У бабушки мне очень нравилось. Там было совсем другое, другое настроение. Сама бабушка и гости были приветливы, когда говорили, смотрели в глаза друг другу, говорили тихо, не было этих резких споров – у бабушки как-то соглашались. Так просто. А у нас в доме окружающие отца всегда как-то ни с чем не соглашались. Кричали: «не то», «ерунда», «яйца всмятку». Часто я слышал слово «черт»: «ну его к черту», «черт возьми совсем». У бабушки никто не чертыхался. Потом у бабушки эта музыка, когда играли на арфах; тихо слушали; гости были нарядные, большие кринолины, волосы у женщин пышные, пахло духами. Ходили они, не стуча высокими сапогами; уезжая, со мной все прощались. За обедом у бабушки не было квасу и не били рюмки с вином, не чавкали, не сидели, облокотясь на стол локтями. Потом было чисто как-то, прибрано. Не валялись книги, газеты. Музыка арф так красива, и мне казалось, что эта музыка похожа на синее небо, на облака вечерние, которые ходили над садом, на ветви деревьев, которые спускались к забору, где к вечеру розовела заря, и там за этим садом, там далеко, где-то есть мыс Доброй Надежды. Я чувствовал у бабушки, что есть мыс Доброй Надежды. У нас не было этого чувства. Что-то было грубое, и мне казалось, что все кого-то бранили, что-то не так, кто-то виноват… Не было этого отрадного, далекого, прекрасного, которое там, которое придет, желанное, доброе. И когда я возвращался домой, мне было грустно. Придут студенты, будут кричать: «Какой Бог, где он, Бог?» И какой-то студент скажет: «Я не верю в Бога…» И глаза у него мутные, злые, тупые. И он груб. И я будто чужой. Я ничего. Никто не подойдет, не скажет мне: «Здравствуй». А у бабушки мне скажут, спросят: «Что ты учишь?» Покажут книжку с картинками. Когда рисовала мать, то я чувствовал себя около матери, как и у бабушки. И в картинках, которые рисовала мать, мне все казалось, что она рисует все это там, где мыс Доброй Надежды. Когда я остаюсь ночевать у бабушки, то бабушка велит мне в постели на коленях читать молитвы и молиться Богу, и после я уже ложусь спать. А дома мне ничего не говорят. Скажут: «Иди ложись спать» – и только.
= = = = =
## Ваше задание
Перечислите всё, чего, согласно отрывку, не было или чего не делали за обедом у бабушки.
= = = = =
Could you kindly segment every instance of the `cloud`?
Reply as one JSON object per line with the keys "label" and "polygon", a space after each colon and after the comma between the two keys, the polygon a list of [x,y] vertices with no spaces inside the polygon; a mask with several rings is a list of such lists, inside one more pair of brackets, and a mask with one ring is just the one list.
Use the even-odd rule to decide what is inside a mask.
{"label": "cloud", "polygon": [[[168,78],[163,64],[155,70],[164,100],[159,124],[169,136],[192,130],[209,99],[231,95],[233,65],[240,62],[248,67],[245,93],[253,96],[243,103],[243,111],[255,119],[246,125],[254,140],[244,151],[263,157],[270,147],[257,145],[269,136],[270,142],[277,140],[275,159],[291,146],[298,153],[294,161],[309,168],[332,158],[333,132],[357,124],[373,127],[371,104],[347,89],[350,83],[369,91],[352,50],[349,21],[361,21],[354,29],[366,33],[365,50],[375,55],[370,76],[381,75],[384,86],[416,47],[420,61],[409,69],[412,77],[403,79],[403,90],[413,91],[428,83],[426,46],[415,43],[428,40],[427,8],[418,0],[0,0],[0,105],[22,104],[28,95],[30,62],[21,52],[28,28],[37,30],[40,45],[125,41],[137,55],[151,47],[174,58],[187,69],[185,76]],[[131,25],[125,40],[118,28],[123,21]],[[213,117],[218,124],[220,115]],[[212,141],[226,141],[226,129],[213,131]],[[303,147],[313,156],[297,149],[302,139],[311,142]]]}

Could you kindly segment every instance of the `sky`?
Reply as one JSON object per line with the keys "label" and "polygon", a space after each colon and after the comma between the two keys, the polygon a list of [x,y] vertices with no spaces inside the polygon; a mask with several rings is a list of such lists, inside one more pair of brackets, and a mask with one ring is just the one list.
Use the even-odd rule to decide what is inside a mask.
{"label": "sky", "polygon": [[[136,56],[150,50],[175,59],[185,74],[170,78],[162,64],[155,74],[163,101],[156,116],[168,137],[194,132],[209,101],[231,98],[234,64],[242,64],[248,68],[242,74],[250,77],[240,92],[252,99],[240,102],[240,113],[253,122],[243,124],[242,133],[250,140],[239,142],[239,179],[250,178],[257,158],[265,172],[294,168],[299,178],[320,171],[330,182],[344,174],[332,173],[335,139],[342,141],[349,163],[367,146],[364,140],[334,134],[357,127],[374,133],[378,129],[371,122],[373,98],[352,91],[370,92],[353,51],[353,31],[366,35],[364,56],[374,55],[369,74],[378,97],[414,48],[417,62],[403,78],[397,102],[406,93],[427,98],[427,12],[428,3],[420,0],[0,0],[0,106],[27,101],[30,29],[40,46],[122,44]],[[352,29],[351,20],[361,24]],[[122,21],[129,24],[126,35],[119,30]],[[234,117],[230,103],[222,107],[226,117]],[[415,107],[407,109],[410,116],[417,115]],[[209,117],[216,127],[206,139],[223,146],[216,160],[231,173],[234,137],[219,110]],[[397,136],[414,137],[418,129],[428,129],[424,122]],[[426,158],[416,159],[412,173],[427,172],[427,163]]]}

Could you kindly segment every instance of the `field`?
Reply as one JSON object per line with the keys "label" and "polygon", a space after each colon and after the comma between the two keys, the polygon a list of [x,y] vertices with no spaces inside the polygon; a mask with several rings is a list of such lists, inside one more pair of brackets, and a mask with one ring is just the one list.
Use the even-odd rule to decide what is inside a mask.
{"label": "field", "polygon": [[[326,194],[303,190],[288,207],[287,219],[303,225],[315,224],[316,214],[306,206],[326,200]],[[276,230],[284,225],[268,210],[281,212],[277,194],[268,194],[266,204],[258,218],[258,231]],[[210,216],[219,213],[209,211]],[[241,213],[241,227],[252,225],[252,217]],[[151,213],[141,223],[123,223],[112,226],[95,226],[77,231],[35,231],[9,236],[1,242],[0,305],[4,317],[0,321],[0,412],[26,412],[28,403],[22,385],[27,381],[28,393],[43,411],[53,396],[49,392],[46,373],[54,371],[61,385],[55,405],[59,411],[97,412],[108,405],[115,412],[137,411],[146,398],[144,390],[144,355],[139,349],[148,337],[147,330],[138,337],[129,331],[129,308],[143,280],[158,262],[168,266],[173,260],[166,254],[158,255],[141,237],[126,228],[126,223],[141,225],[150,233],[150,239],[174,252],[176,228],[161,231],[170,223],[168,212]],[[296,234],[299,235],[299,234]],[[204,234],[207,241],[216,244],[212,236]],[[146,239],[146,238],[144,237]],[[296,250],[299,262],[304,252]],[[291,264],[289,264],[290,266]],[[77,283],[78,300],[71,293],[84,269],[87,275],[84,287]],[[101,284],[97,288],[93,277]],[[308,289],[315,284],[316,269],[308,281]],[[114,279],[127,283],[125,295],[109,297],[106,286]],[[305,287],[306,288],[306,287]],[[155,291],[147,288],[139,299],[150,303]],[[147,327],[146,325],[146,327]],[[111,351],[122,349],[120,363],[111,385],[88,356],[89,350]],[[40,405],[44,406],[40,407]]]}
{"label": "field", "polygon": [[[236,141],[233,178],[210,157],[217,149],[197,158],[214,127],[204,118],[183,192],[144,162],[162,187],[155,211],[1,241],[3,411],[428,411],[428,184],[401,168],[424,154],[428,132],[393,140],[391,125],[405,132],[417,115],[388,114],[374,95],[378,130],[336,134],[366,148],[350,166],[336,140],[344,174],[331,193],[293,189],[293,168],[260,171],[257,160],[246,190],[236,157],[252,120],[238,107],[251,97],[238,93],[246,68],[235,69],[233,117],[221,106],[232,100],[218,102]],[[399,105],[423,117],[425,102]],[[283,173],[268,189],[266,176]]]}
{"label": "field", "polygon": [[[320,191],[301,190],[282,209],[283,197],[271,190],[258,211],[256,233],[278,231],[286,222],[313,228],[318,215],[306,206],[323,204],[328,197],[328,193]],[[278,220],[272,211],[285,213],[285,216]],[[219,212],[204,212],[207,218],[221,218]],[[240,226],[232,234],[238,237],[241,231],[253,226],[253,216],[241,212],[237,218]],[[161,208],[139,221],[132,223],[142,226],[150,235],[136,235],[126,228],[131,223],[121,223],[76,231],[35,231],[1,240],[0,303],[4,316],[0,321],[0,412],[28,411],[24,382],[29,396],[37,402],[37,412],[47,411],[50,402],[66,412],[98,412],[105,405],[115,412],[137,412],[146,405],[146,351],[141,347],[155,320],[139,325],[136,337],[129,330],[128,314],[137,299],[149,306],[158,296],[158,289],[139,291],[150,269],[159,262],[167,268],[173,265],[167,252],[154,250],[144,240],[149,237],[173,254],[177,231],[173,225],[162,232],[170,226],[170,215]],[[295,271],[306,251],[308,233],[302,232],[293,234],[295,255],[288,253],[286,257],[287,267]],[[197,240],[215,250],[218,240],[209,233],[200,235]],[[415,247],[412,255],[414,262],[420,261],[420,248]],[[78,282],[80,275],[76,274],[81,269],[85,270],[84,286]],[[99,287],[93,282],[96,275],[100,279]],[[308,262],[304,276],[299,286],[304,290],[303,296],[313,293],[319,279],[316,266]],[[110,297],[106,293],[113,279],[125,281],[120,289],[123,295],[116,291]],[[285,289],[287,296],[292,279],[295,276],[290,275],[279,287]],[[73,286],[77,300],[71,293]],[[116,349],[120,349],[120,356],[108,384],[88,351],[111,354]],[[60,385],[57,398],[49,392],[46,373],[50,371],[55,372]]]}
= = = = =
## Ответ на задание
- не было квасу
- не били рюмки с вином
- не чавкали
- не сидели, облокотясь на стол локтями